- [Extrait du texte]:
Il est logique de développer aujourd’hui un goût prononcé pour le simple. Nous vivons dans des sociétés de plus en plus complexes, que cela concerne notre vie quotidienne (ordinateurs, automobiles, etc.) ou le domaine des savoirs (économie, physique quantique, etc.). La conscience de ces complexités entraîne souvent des sentiments de perte de contrôle, d’impuissance à comprendre le monde et à agir sur lui. D’où l’appel du simple dans nos esprits. Mais le simple existe-t-il vraiment (Christophe André) ?

- [Données affichées]:
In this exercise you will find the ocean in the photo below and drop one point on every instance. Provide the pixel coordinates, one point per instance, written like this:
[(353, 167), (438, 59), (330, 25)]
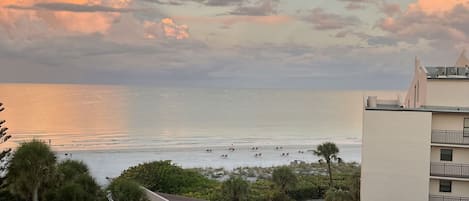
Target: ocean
[(113, 127)]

- [Consignes]:
A. Recopiez le passage de l'extrait sur le goût du simple qui va de « Il est logique » jusqu'à « vraiment (Christophe André) ? » inclus.
B. D'après l'extrait sur le goût du simple, quels sentiments la conscience des complexités entraîne-t-elle souvent ?
C. Rédigez la suite de l'extrait sur le goût du simple à partir de sa dernière phrase.

- [Vos réponses]:
A.
Il est logique de développer aujourd’hui un goût prononcé pour le simple. Nous vivons dans des sociétés de plus en plus complexes, que cela concerne notre vie quotidienne (ordinateurs, automobiles, etc.) ou le domaine des savoirs (économie, physique quantique, etc.). La conscience de ces complexités entraîne souvent des sentiments de perte de contrôle, d’impuissance à comprendre le monde et à agir sur lui. D’où l’appel du simple dans nos esprits. Mais le simple existe-t-il vraiment (Christophe André) ?

B. Des sentiments de perte de contrôle et d'impuissance à comprendre le monde et à agir sur lui.

C.
Si la recherche d’une plus grande simplicité dans la vie et l’organisation sociale s’impose, le risque est réel de céder à ce que Bergson appelait justement « la frénésie des extrêmes ». En basculant dans un simplisme qui éviterait d’avoir prise sur une réalité jugée trop opaque, on se priverait d’une complexité qui donne aussi une puissance inouïe aux gestes les plus évangéliques. Et plus encore d’une sagesse comme celle de la Bible : en accueillant l’imprévu comme un don, elle l’ouvre à l’imagination et à la créativité des hommes (Dominique Greiner). Mais on fait aussi l’expérience inconfortable de rencontres où la complexité des jargons pousse à une complaisance en même temps qu’à l’opacité. Toute conversation vraie est alors exclue, celle où passent les émotions, celle où l’on se dévoile simplement les uns aux autres, « petite musique » que l’Écriture donne à entendre (Christophe Langlois). Pour être vécue comme un matin nouveau, la simplicité nous fait tendre à être pleinement humains : nous ne sommes vraiment accordés à nous-mêmes qu’en acceptant les médiations qui nous relient les uns aux autres au sein d’un projet de vie. Deux pas sans cesse à franchir pour cela : celui du respect des exigences éthiques qui permet la vie sociale, celui du dépassement politique de la violence dans la recherche de la vie commune y compris avec l’ennemi (Chantal Amiot).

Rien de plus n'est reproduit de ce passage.